Exercise objective> From top to bottom, return the records that follow exactly.

Data to examine>
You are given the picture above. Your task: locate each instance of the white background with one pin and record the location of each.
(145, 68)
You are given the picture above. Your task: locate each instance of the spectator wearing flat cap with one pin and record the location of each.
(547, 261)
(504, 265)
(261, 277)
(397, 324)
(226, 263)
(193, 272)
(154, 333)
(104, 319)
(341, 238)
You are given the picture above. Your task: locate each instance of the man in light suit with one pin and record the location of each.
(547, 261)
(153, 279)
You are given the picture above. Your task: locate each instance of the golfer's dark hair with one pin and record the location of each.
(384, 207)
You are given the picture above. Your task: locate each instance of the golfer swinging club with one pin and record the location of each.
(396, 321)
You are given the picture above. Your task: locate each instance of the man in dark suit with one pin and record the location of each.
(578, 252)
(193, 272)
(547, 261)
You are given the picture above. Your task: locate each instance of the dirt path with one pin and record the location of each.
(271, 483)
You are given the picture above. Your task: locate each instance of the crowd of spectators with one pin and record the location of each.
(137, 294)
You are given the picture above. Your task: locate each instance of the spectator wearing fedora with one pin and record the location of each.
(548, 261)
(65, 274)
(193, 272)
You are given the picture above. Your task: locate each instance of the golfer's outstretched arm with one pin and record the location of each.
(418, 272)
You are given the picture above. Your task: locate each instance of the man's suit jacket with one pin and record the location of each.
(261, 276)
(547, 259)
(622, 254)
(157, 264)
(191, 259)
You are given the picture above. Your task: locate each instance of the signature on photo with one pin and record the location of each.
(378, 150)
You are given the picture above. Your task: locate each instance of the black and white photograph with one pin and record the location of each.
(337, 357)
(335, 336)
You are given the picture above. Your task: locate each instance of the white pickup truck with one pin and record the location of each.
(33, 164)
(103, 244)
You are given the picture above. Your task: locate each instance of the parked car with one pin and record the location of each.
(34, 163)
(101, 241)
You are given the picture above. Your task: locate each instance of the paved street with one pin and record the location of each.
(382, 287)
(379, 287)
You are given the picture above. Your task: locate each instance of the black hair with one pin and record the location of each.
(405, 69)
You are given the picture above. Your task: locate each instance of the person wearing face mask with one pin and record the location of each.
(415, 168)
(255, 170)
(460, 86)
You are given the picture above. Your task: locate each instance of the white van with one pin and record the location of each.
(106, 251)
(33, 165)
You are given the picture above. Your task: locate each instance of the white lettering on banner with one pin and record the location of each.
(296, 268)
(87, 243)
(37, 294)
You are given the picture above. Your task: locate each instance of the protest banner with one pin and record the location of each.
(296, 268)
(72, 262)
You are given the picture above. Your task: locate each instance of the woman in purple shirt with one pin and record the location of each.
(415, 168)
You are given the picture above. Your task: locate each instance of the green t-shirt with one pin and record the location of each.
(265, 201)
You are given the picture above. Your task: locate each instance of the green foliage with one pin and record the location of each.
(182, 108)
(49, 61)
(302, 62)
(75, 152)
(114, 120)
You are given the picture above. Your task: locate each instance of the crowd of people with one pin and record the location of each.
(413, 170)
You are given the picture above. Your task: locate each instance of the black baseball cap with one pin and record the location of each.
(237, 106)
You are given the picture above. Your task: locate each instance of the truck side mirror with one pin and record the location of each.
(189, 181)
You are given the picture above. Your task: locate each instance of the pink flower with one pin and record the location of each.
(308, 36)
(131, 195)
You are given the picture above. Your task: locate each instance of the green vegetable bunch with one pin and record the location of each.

Response for this exercise>
You are given the picture above. Your task: locate each instance of the white background with one pin and record the location of each.
(145, 68)
You are given the picture above. Your task: locate each instance of the spectator wearing flat cap with one pin and record the location of each.
(547, 261)
(504, 265)
(261, 277)
(397, 324)
(226, 263)
(193, 272)
(154, 333)
(104, 319)
(341, 238)
You are given the picture above. Your task: locate each instance of the man in light suit with one pin and record the location of each.
(547, 261)
(153, 279)
You are given the picture above. Your task: locate each instance of the golfer's dark hair with one pin and record the location of each.
(384, 207)
You are given the picture above. Your task: locate each instance of the golfer swinging club with one pin and record the location of each.
(396, 321)
You are given the picture above. Your task: locate each instance of the man in dark suit with one pin and record the location of each.
(578, 252)
(193, 272)
(547, 261)
You are given the picture above. Your task: locate each instance of the dirt path with one pin and record the location of each.
(271, 483)
You are given the picture above. Your task: locate each instance of the crowd of spectators with one pin and record the location of each.
(137, 294)
You are given the picture above. Your task: locate each instance of the spectator wearing fedora with one pin and record the location of each.
(548, 261)
(65, 274)
(193, 272)
You are given the picture above. Your task: locate each instance of the golfer's outstretched arm with one pin and record the location of each.
(418, 272)
You are given the picture above. Your task: locate each instance of the man's suit jacket with one pin and record the location of each.
(261, 276)
(547, 259)
(622, 254)
(157, 264)
(191, 259)
You are given the picture above. Your task: locate each instance of the signature on photo with one pin and record the location of each.
(378, 150)
You are given the picture above. Your task: locate each instance of the black and white photograph with one pin and record the location of each.
(337, 357)
(335, 336)
You are given the picture above. Your task: locate each instance of the white pickup truck with one pin and record the location of each.
(33, 164)
(103, 244)
You are given the picture above. Your task: locate each instance of the parked car with one pin and record the location of each.
(34, 163)
(101, 241)
You are given the picture above. Your task: locate each instance of the paved street with one pin and record the location of each.
(382, 287)
(379, 287)
You are given the picture above. Your task: locate each instance of the black hair with one pin and record the location of each.
(405, 69)
You are given the picture above. Your task: locate each instance of the person wearing face mask with one pin and record the location of each.
(415, 168)
(255, 170)
(460, 86)
You are given the picture above. Your task: locate each instance of the white van with one pin and record the location of each.
(106, 251)
(33, 165)
You are given the picture above. Your task: locate each instance of the white lettering on banner with one pin and record the location of each.
(296, 268)
(87, 243)
(37, 294)
You are given the picture above. Your task: locate each instance of the protest banner with one pin and record the location of each.
(296, 268)
(72, 262)
You are given the picture above. Your task: locate each instance of the woman in purple shirt with one pin and record the location of each.
(415, 168)
You are given the picture above. Your task: locate each instance of the green t-shirt with one pin and record the location of each.
(265, 201)
You are given the picture above. Your task: locate each instance of the green foliage with one pin and record the location of each.
(182, 108)
(49, 61)
(302, 62)
(75, 152)
(114, 120)
You are given the picture above. Your task: locate each instance of the crowd of people with one pin and record the location of each.
(413, 170)
You are given the picture above. Your task: locate each instance of the black baseball cap with one pin and record the location of each.
(237, 106)
You are given the picture above. Your task: locate each instance of the truck side mirror with one pin and record the location of each.
(189, 181)
You are given the picture above. Your task: locate each instance of the pink flower with one pin and record the location of each.
(308, 36)
(131, 195)
You are given the picture above. Your task: locate each instance of the green vegetable bunch with one pin and record the location of each.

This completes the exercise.